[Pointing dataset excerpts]
# # # # # # #

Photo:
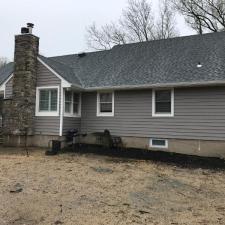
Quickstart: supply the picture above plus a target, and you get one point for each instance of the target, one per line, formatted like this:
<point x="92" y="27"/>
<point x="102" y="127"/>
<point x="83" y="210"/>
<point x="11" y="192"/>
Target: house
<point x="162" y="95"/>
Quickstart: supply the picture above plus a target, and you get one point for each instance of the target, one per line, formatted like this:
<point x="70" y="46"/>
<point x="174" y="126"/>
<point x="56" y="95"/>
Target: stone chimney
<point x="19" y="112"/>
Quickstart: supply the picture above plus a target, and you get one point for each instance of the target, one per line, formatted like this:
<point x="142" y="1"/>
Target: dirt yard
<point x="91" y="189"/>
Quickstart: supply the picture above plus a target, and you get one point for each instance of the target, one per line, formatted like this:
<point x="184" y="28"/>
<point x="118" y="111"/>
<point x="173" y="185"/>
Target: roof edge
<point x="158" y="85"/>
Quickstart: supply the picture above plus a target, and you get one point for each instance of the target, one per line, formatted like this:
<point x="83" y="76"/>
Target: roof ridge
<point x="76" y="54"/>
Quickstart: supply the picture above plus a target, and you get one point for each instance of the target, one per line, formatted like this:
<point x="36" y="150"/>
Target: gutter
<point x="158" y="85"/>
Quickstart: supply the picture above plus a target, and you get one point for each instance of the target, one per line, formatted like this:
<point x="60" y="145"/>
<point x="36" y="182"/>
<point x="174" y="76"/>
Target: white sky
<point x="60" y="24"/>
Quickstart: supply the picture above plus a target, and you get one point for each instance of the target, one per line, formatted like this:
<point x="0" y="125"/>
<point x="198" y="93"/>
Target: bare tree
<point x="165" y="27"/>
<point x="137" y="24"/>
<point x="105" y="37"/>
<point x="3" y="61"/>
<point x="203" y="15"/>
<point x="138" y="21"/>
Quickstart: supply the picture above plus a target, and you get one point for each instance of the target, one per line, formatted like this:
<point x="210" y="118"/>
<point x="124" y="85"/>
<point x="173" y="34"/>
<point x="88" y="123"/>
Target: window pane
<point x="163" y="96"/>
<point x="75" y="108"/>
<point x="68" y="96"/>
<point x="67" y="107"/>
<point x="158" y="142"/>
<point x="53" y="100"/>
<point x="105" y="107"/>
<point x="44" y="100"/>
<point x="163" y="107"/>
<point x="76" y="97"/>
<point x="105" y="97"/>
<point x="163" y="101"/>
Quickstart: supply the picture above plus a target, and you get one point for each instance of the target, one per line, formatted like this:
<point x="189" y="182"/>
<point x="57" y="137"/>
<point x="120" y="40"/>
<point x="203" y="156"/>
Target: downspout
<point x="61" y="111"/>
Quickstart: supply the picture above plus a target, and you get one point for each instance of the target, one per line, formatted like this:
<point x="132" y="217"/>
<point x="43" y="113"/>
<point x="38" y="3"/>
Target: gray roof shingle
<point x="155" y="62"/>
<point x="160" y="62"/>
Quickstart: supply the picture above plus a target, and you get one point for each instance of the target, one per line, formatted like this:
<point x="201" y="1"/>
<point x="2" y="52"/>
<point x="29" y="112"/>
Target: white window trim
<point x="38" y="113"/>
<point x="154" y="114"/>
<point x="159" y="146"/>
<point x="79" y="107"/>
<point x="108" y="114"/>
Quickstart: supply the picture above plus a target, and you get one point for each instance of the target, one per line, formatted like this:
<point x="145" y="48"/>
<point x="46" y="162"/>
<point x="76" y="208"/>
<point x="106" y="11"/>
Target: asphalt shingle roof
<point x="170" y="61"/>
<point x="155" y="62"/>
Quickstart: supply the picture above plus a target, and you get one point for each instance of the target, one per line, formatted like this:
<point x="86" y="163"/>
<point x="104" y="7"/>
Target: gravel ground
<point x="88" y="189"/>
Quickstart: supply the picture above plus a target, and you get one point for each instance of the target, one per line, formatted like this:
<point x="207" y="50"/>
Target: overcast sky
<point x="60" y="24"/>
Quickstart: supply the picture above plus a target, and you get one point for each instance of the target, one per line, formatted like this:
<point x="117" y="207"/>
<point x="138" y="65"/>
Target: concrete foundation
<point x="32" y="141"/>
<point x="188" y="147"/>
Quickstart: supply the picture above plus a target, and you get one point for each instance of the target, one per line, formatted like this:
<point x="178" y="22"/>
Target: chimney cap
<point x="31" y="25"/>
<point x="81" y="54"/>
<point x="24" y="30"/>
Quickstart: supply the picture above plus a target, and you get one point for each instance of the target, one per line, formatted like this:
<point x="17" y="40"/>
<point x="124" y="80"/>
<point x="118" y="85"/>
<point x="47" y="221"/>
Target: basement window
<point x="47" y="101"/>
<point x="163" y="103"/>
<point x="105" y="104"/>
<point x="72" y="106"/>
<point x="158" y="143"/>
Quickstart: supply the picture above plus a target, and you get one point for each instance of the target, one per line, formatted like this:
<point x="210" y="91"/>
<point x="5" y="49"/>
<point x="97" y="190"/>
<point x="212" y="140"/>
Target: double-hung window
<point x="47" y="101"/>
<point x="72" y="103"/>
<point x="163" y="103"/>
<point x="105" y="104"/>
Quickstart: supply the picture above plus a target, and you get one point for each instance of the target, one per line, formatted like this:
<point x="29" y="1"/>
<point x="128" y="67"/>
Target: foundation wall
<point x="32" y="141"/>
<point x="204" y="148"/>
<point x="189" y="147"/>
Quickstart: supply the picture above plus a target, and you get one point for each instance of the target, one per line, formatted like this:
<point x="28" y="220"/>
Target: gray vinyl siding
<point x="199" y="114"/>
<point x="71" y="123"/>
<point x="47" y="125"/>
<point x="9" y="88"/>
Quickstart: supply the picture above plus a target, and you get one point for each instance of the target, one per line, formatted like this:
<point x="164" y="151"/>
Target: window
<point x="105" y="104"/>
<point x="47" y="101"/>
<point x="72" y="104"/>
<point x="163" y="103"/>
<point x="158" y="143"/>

# # # # # # #

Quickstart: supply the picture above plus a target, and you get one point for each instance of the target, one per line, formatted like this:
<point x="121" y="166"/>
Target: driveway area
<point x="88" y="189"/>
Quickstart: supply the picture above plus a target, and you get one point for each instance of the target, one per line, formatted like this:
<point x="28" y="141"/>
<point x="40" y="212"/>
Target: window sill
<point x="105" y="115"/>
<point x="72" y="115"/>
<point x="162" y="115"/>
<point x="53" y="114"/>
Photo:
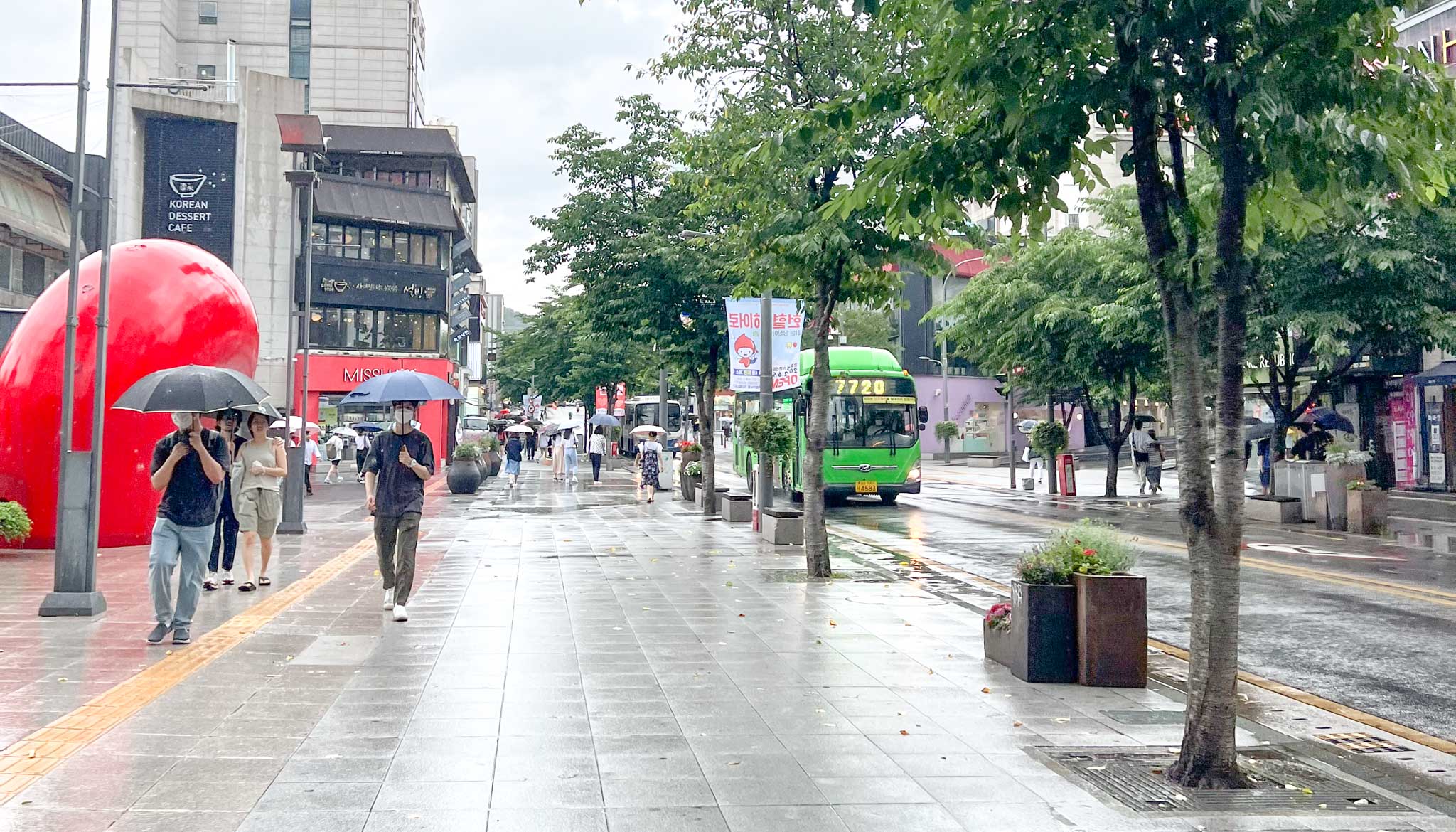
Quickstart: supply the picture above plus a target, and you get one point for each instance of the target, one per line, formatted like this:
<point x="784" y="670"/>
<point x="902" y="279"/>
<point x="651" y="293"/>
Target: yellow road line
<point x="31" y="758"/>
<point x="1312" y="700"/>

# # # # # # #

**Task instructions**
Report every line of the data above that contains the string "foundation", treating the match as case-sensitive.

**Completed task**
Target: concrete foundation
Target: foundation wall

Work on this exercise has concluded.